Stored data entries
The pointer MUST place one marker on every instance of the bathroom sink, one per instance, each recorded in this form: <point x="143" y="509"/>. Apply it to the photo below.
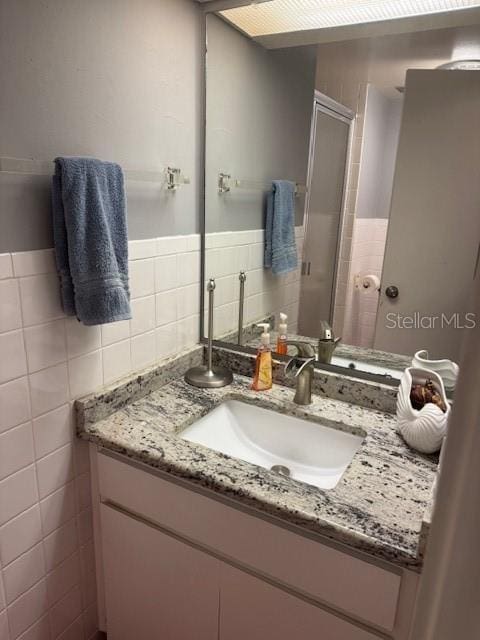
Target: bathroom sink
<point x="306" y="451"/>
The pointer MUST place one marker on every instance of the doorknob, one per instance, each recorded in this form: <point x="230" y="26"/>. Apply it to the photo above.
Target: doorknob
<point x="391" y="291"/>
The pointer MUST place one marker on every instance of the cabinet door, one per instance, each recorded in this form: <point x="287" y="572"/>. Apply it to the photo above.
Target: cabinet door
<point x="156" y="587"/>
<point x="255" y="610"/>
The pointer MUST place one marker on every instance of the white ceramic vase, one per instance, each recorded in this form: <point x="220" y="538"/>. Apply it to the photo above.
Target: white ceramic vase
<point x="422" y="429"/>
<point x="446" y="369"/>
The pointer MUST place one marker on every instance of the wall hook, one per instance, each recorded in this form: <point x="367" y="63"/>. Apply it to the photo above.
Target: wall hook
<point x="175" y="178"/>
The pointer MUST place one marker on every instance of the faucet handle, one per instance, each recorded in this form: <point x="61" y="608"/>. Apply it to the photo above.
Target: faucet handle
<point x="305" y="349"/>
<point x="296" y="365"/>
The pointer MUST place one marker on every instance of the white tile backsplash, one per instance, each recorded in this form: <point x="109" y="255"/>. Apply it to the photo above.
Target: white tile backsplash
<point x="52" y="430"/>
<point x="40" y="299"/>
<point x="28" y="608"/>
<point x="188" y="268"/>
<point x="30" y="263"/>
<point x="85" y="373"/>
<point x="81" y="339"/>
<point x="55" y="470"/>
<point x="143" y="315"/>
<point x="20" y="534"/>
<point x="227" y="254"/>
<point x="14" y="403"/>
<point x="16" y="449"/>
<point x="142" y="278"/>
<point x="18" y="492"/>
<point x="45" y="345"/>
<point x="143" y="350"/>
<point x="165" y="273"/>
<point x="115" y="331"/>
<point x="48" y="361"/>
<point x="116" y="361"/>
<point x="49" y="389"/>
<point x="23" y="573"/>
<point x="166" y="307"/>
<point x="6" y="266"/>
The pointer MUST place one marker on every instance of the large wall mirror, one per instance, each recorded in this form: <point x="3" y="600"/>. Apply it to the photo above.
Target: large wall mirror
<point x="378" y="145"/>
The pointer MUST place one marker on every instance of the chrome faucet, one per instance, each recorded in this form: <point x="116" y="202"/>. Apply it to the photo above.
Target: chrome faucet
<point x="301" y="368"/>
<point x="326" y="343"/>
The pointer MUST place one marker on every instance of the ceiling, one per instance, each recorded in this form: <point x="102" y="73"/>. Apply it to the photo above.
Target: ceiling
<point x="281" y="23"/>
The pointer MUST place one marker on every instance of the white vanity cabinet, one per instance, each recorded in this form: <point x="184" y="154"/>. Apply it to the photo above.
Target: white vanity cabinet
<point x="156" y="586"/>
<point x="178" y="563"/>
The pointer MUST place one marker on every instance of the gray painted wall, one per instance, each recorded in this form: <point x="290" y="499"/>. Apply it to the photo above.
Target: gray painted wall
<point x="259" y="106"/>
<point x="380" y="141"/>
<point x="116" y="79"/>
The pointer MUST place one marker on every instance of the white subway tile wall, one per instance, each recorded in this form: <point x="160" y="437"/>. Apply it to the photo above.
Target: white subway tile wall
<point x="228" y="253"/>
<point x="47" y="577"/>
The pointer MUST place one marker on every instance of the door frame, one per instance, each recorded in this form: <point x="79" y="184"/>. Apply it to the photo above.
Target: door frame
<point x="334" y="109"/>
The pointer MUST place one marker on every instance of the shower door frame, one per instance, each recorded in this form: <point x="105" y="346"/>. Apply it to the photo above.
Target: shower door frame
<point x="334" y="109"/>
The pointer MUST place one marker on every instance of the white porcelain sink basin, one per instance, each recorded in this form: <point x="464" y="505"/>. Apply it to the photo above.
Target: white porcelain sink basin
<point x="312" y="453"/>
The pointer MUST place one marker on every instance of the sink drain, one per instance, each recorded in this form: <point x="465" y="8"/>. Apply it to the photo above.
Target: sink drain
<point x="279" y="468"/>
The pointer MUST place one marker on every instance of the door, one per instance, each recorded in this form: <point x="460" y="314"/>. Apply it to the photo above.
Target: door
<point x="434" y="229"/>
<point x="326" y="181"/>
<point x="156" y="587"/>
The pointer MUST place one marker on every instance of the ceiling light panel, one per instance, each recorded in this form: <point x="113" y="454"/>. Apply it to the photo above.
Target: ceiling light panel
<point x="283" y="16"/>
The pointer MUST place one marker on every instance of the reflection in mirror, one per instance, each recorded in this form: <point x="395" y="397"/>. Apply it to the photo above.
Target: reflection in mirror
<point x="380" y="150"/>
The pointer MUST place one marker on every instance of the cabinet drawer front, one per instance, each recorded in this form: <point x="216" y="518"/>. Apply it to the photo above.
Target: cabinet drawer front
<point x="156" y="586"/>
<point x="250" y="608"/>
<point x="348" y="584"/>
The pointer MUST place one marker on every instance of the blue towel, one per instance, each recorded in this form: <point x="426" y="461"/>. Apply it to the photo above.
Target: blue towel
<point x="280" y="245"/>
<point x="90" y="235"/>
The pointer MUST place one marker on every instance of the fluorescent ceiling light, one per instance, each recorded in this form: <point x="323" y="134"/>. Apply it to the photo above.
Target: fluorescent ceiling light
<point x="283" y="16"/>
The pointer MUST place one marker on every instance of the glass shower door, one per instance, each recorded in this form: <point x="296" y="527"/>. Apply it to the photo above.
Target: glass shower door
<point x="327" y="174"/>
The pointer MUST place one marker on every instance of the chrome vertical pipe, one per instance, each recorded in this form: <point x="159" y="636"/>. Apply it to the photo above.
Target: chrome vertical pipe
<point x="206" y="376"/>
<point x="242" y="277"/>
<point x="210" y="289"/>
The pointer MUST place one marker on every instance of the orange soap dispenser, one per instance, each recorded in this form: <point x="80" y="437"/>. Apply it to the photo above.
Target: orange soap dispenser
<point x="263" y="368"/>
<point x="282" y="346"/>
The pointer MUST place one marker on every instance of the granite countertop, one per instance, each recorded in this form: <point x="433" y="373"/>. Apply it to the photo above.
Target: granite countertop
<point x="377" y="506"/>
<point x="351" y="352"/>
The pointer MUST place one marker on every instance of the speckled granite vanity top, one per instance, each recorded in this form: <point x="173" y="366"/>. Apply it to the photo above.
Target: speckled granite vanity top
<point x="377" y="506"/>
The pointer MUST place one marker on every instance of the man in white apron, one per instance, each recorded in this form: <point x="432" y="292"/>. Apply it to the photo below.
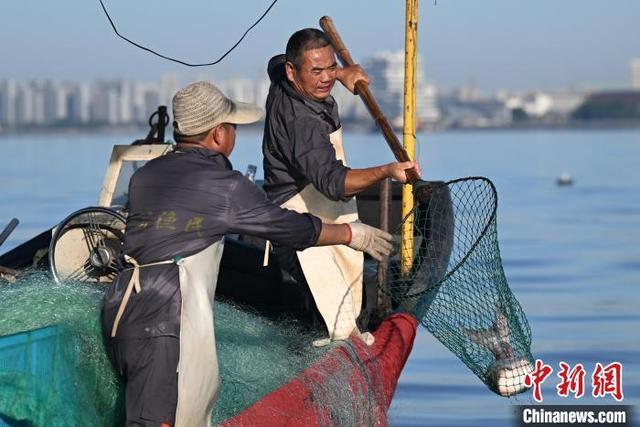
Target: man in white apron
<point x="158" y="313"/>
<point x="305" y="170"/>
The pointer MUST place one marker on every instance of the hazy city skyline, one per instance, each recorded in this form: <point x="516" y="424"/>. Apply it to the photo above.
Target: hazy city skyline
<point x="496" y="43"/>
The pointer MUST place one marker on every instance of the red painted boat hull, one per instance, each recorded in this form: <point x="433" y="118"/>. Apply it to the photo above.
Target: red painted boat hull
<point x="351" y="384"/>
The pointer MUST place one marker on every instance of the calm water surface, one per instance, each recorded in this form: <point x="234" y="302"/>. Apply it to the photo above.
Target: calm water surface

◆ Task goal: All lines after and including the one with "of the speckled", through the end of the entries above, should be output exactly and by themselves. The pictures are to be left out.

◆ Answer box:
The pointer MUST place one marker on every instance of the speckled granite vanity top, one per instance, each recorded in this form: <point x="173" y="366"/>. Apply it to the photo above.
Target: speckled granite vanity top
<point x="377" y="506"/>
The pointer MUST place one marker on every instance of the man in white apron, one per instance, each recorded in this form: <point x="432" y="292"/>. Apply it to the photo below.
Target: man in white apron
<point x="158" y="313"/>
<point x="305" y="170"/>
The pointer MUST place one marker on every instance of the hazy city skyline, one per instance, each recorded in this form: <point x="516" y="424"/>. Apply it to the photo above.
Target: hazy city skyline
<point x="496" y="43"/>
The pointer MUST place one marker on every instance of the red painted boat hull, one per instance, each recorded in this form: <point x="433" y="118"/>. Apply it to the photo above.
Target: red painted boat hull
<point x="351" y="384"/>
The pointer MUST place one marker on every instance of the calm water surface, one per instance, each recorded in this form: <point x="234" y="302"/>. Apply it to the photo above.
Target: calm water surface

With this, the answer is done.